* _WORK INSTRUCTIONS_: Copy the data below line for line, with every character unchanged.

* _ENTRIES SHOWN_:
· · · ·
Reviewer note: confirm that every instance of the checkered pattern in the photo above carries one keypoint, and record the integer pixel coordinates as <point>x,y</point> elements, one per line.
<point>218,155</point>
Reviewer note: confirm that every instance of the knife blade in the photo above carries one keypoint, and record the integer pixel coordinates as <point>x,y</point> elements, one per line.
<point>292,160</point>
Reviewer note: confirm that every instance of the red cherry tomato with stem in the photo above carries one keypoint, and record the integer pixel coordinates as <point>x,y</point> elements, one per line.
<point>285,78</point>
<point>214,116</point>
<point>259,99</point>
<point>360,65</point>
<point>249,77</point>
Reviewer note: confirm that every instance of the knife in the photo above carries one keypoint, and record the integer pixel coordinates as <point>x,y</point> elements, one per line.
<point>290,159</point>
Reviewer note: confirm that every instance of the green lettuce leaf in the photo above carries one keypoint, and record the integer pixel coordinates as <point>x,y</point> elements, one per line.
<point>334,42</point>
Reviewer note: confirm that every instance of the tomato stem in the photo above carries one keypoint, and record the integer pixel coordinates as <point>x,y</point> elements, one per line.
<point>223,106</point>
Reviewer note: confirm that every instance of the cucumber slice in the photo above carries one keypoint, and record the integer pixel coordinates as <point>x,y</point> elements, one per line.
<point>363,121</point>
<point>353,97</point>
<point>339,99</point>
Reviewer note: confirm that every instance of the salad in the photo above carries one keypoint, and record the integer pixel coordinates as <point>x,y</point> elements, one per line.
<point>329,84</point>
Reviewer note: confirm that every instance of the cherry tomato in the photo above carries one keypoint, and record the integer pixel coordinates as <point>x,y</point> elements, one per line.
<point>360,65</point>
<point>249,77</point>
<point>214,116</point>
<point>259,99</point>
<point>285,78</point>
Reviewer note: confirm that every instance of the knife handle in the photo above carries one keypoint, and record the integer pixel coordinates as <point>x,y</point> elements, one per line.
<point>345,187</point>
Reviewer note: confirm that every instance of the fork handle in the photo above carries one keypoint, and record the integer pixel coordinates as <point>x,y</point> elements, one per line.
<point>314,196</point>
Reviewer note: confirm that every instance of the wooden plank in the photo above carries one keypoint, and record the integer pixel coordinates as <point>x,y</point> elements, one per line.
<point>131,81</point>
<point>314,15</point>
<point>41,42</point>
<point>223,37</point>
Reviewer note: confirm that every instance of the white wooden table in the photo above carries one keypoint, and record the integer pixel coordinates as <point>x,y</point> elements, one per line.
· · · ·
* _COMPLETE OUTPUT_:
Reviewer note: confirm that every instance of the checkered pattern in the photo above carries one keypoint, and record the integer pixel coordinates as <point>x,y</point> elements, one per line.
<point>218,155</point>
Reviewer note: confirm that every instance of the knife blade in the photo above carries one keypoint, and record the integer pixel coordinates as <point>x,y</point> elements, one per line.
<point>292,160</point>
Reviewer note: confirm that every instance of the red cherry tomato with stem in the photo above carries one keypoint, and record the integer pixel coordinates as <point>x,y</point> elements, one per line.
<point>285,78</point>
<point>214,116</point>
<point>259,99</point>
<point>360,65</point>
<point>249,77</point>
Reviewer note: confirm that every instance of the knife in the photo above carries one keypoint, and record the integer pixel coordinates as <point>x,y</point> elements, one per line.
<point>290,159</point>
Reviewer note: confirm that every instance of the green lettuce leaf in the photo above carries one keypoint, and record the integer pixel coordinates as <point>x,y</point> elements, one per line.
<point>334,42</point>
Reviewer note: confirm that every instance of the tomato stem in the photo above carries one keypoint, and record the integer pixel coordinates as <point>x,y</point> elements, one per line.
<point>223,106</point>
Reviewer note: confirm that every instance of the cucumber slice in the photo above carries one keypoint, and record the integer pixel coordinates as <point>x,y</point> elements, one per line.
<point>363,121</point>
<point>353,97</point>
<point>339,99</point>
Reviewer note: confirm that every instance of the salad in the photo above carries one keypoint, and record the integer pixel coordinates as <point>x,y</point> elements, one per line.
<point>329,84</point>
Reviewer note: confirm that every instance of the cherry tomato in the photo above carries one keypoint, and record the integer pixel coordinates as <point>x,y</point> elements, one per line.
<point>360,65</point>
<point>249,77</point>
<point>214,116</point>
<point>259,99</point>
<point>285,78</point>
Reviewer note: confirm that every instance of the knife handle in the photo above carries one keypoint, and record the integer pixel coordinates as <point>x,y</point> elements, one per line.
<point>345,187</point>
Reviewer note: confirm that every instance of the fork handle in the photo above carries one keypoint, and record the integer pixel coordinates as <point>x,y</point> elements, one per line.
<point>314,196</point>
Reviewer note: confirm that every instance of the wooden plank in the photo above carries one keypoint, and record the integer pixel coordinates as <point>x,y</point> elements, one per line.
<point>131,81</point>
<point>314,15</point>
<point>41,42</point>
<point>223,37</point>
Reviewer note: confirm that every instance of the white wooden table in the photo above carries one keypoint, and record the integer pixel coordinates as <point>x,y</point> elements, one per line.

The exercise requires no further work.